• [DATA RECORDS]
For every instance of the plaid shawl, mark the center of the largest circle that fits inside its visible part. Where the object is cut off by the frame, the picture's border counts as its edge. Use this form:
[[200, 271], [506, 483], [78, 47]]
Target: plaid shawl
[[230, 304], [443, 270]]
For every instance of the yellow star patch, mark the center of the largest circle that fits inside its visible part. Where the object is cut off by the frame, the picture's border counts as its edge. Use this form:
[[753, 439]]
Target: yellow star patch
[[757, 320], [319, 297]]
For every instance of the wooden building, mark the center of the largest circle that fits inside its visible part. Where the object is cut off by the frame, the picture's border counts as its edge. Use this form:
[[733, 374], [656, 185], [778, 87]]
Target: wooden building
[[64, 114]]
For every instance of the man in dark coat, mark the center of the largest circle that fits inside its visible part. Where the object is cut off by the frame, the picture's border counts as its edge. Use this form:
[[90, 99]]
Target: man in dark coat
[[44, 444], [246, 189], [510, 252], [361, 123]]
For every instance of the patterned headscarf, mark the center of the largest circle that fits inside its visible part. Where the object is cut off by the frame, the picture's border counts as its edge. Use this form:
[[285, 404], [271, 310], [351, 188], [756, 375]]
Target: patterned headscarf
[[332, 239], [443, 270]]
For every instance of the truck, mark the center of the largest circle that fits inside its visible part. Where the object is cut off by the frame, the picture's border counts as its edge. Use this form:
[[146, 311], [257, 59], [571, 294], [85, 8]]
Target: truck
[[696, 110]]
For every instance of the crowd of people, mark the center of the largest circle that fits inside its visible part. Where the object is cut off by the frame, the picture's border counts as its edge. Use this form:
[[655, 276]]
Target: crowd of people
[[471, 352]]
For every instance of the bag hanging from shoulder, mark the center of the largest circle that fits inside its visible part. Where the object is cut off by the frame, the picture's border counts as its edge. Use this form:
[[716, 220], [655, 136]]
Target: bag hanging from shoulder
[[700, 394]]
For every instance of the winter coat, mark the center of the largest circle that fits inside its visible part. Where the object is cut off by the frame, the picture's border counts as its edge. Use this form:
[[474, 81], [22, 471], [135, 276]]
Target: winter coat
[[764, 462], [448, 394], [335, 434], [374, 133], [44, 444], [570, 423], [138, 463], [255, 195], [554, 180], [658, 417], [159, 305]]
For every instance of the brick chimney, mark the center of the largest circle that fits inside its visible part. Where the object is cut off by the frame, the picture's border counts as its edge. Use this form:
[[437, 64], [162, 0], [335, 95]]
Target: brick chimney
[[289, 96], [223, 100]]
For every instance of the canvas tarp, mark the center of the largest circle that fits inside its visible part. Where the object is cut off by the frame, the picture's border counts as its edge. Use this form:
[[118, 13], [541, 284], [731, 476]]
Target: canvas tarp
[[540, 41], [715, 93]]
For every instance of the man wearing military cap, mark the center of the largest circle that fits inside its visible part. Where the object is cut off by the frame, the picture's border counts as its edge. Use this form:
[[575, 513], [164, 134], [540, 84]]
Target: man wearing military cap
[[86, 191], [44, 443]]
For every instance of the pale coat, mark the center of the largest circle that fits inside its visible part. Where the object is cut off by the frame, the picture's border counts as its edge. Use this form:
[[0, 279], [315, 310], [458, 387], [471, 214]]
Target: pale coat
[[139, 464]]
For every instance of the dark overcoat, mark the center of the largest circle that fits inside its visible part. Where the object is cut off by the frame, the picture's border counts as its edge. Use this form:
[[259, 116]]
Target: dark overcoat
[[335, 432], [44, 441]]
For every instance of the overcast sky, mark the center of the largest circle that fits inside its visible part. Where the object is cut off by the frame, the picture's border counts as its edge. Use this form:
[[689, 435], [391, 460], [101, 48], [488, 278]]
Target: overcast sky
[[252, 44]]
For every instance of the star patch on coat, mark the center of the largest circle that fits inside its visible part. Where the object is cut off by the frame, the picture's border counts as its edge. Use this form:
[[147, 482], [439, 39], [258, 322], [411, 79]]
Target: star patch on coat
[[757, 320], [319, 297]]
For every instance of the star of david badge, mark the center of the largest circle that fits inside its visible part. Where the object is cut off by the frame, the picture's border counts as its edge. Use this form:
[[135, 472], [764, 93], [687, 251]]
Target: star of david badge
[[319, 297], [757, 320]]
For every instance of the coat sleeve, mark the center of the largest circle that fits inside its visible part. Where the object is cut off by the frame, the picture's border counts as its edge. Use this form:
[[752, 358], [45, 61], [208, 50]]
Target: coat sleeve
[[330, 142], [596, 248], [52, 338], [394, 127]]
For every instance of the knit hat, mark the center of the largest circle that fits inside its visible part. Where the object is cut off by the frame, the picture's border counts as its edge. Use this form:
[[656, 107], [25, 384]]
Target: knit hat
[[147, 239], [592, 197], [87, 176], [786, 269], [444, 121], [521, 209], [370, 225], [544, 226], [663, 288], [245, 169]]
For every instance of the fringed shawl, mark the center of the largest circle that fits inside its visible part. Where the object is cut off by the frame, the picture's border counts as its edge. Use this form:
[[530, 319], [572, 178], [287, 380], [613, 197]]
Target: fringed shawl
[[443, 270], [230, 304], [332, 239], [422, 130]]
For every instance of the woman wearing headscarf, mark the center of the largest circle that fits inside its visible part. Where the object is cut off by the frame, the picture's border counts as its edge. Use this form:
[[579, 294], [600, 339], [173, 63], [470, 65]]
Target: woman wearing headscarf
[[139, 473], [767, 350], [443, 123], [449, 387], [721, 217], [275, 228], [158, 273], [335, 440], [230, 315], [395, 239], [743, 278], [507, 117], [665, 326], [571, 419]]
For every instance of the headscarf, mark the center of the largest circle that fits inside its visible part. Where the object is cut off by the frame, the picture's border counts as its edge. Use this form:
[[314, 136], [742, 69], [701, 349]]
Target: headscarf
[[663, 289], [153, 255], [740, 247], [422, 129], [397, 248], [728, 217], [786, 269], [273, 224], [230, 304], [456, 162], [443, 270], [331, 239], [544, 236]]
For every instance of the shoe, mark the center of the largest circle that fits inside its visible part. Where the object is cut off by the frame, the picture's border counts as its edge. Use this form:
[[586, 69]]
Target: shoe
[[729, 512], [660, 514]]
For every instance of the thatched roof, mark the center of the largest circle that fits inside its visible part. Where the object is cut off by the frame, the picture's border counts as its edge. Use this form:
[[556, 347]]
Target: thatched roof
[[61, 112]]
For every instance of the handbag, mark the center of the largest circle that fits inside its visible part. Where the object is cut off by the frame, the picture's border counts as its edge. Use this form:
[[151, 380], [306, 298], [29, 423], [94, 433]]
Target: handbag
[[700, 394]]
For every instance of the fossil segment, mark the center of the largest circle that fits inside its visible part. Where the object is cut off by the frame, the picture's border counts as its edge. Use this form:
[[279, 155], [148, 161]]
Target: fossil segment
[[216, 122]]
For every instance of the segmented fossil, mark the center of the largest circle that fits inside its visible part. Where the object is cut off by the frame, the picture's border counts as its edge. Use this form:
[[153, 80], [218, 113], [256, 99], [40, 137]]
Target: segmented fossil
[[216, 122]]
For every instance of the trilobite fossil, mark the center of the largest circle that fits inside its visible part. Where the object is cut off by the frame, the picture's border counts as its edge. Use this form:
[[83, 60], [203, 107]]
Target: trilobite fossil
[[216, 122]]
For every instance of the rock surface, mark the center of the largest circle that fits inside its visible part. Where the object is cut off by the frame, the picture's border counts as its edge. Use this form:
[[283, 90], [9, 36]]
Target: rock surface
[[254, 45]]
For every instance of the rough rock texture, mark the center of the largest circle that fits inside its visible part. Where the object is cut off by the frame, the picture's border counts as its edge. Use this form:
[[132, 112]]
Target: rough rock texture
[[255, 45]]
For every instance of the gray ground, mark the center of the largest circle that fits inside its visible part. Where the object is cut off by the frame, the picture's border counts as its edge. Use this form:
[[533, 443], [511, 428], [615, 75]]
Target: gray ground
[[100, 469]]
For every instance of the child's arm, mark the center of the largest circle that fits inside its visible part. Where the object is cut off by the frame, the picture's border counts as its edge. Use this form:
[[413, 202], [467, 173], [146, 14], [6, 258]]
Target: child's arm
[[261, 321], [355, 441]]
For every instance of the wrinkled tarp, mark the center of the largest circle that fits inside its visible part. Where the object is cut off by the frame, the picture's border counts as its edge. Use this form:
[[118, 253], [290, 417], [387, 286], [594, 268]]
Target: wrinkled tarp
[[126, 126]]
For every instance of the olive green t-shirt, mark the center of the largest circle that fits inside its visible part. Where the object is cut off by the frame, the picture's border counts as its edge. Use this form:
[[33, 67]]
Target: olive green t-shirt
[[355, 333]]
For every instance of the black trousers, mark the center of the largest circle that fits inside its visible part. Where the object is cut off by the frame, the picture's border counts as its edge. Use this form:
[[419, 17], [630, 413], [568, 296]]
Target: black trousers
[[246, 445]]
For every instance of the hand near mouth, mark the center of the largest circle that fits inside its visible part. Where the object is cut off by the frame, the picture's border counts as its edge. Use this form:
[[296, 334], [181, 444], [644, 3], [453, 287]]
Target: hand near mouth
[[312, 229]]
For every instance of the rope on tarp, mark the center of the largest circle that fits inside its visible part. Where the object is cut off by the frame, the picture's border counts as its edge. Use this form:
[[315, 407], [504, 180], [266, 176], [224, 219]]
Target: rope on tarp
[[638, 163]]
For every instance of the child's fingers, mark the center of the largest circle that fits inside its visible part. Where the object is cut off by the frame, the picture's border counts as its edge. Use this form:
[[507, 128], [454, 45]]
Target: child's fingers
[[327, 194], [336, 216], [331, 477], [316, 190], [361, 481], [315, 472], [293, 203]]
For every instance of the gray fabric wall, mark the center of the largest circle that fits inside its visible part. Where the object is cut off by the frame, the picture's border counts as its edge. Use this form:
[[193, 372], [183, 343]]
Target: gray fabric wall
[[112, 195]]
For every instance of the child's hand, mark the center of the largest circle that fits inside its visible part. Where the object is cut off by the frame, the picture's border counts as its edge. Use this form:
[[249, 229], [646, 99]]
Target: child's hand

• [WHAT IS ASKED] Copy the items above exactly, from the line containing "For every instance of the truck, mark" through the line containing "[[86, 191], [44, 443]]", including both of those lines.

• [THE COMPLETED TASK]
For every instance of the truck, mark the center of the largest circle that fits inside its visible part. Where the object is cut off by the frame, the picture's border counts as its edge. Use this form:
[[146, 311], [257, 59], [571, 294], [85, 8]]
Target: truck
[[696, 110]]
For every instance of the crowd of people, mark the center of the largest circle that fits inside its visible part. Where the object is cut off by the frame, the picture's border counts as its edge. Use this form:
[[655, 276]]
Target: crowd of people
[[471, 352]]
For every instance of the bag hanging from shoulder, mark the center of the largest circle that fits inside its visible part. Where the object is cut off by the frame, the picture's border counts as its edge. Use this form:
[[716, 220], [655, 136]]
Target: bag hanging from shoulder
[[700, 394]]
For every instance of the winter coat, mark the center of the largest circle that fits inside its visible part. Where the object is cut off by the frame, the picture's border counts as its edge. Use this form:
[[474, 81], [22, 471], [135, 276]]
Target: winter coat
[[764, 462], [448, 394], [335, 434], [374, 133], [44, 444], [570, 423], [138, 463], [255, 195], [554, 180], [658, 417], [159, 305]]
For every instance of the brick chimney, mark the center of the largest circle that fits inside its visible part. Where the object is cut off by the frame, the picture's border counts as its edge. Use this form:
[[437, 64], [162, 0], [335, 95]]
Target: brick chimney
[[289, 96], [223, 100]]
For every instance of the canvas tarp, mark the center of the largest circle that fits inside its visible part. Where the object is cut off by the frame, the picture's border counts as its edge. Use this form:
[[118, 13], [541, 284], [731, 476]]
Target: canvas tarp
[[540, 41], [715, 93]]
For every instance of the man wearing military cap, mark the center of the largest circle that fits inside its visible part. Where the object is cut off by the frame, the picture's border counts as its edge. Use this form:
[[575, 513], [164, 134], [540, 84]]
Target: man wearing military cap
[[86, 191], [44, 443]]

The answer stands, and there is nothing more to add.